WORK INSTRUCTIONS :: Please extend the passage about the city council's switch to four-year terms, picking up after its final sentence.

SOURCE PASSAGE ::
=======

Last year, city council asked voters to double its members’ terms and cut the number of elections in half. The charter amendment passed, and, starting in 2018, councilmembers will serve four years and run for election only in even-numbered years, when they’ll share the ballot with state and national contests. For this transitional year only, the winners will serve three years, until 2020.

Supporters say that combining local elections with state and national votes will increase turnout, making the city more democratic. Critics say they should spell that with a capital D. Independent Jane Lumm points out that Democratic turnout soars in even years–“and 46 percent of voters vote straight party. That eliminates the chance an independent could get elected.”

That makes 2017 the independents’ last stand. In Ward Two on the city’s east side, six-term veteran Lumm faces first-time Democratic challenger Jared Hoffert in what she says will be her last race.

=======

DATASET EXTRACT ::
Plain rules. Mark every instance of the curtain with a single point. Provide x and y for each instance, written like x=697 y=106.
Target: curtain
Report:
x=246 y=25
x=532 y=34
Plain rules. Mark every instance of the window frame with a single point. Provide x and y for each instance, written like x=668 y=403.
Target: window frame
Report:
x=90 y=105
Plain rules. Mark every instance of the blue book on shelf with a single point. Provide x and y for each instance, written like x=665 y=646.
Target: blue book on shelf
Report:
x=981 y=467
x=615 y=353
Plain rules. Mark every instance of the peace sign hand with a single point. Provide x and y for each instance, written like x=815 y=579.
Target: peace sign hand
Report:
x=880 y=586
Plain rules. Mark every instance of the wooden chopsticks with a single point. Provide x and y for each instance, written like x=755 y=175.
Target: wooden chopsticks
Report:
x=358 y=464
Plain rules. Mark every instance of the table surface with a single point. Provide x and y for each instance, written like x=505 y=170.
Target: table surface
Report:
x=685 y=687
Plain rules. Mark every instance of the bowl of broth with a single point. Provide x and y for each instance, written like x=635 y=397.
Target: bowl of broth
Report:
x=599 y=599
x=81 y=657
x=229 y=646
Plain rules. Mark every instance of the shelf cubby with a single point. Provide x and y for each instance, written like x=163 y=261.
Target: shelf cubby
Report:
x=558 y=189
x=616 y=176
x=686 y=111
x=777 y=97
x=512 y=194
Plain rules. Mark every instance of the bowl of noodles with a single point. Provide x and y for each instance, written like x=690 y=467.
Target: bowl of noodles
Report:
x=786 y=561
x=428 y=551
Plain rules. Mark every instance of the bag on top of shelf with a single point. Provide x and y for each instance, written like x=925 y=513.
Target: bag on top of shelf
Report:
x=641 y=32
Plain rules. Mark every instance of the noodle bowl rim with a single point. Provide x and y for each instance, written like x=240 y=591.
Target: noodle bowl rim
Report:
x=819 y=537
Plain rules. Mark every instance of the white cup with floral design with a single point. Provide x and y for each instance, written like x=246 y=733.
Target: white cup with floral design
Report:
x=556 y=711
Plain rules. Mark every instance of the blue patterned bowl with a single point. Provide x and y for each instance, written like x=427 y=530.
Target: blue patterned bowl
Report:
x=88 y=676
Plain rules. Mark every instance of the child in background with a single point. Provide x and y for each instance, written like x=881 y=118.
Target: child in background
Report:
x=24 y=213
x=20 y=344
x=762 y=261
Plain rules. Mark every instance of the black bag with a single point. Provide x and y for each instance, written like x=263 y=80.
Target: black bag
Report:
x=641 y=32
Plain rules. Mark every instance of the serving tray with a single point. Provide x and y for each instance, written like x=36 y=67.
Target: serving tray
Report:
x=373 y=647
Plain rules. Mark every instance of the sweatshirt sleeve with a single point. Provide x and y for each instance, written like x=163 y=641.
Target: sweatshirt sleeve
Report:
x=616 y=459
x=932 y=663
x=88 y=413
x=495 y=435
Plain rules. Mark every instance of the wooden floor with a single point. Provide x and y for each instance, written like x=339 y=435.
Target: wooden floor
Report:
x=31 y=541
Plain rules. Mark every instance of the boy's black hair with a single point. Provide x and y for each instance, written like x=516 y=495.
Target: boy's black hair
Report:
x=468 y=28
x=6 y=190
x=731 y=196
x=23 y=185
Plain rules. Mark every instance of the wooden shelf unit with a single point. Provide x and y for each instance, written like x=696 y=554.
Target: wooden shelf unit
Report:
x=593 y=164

=======

RESPONSE FOR THIS EXERCISE ::
In Ward Four in southwestern Ann Arbor, incumbent Jack Eaton is defending his seat against Diane Giannola. Giannola, who first ran for council in 2016’s Democratic primary, is running this year as an independent. She describes the race as “a great experiment: two Democrats running in November.”

In Ward Five in the northwest, incumbent Chip Smith faces Ali Ramlawi, who’s running as an independent but says he’s “never voted Republican.” Fresh to politics, Ramlawi is motivated by the same issue as Smith’s primary opponent, David Silkworth: Smith’s vote to sell the “library lot” to Chicago developer Core Spaces. For Ramlawi, it’s professional: he owns Jerusalem Garden restaurant, which will be put permanently in the shade by Core Spaces’ planned seventeen-story building.

Ward Two–Last and First Races

Hoffert says he decided to launch his first political campaign because “there was a very real possibility that no one would run for council in Ward Two. A friend of mine on the Ann Arbor Civic Theater Board brought to my attention that there was nobody running. Even Jane had not pulled petitions” to run when Hoffert took out his.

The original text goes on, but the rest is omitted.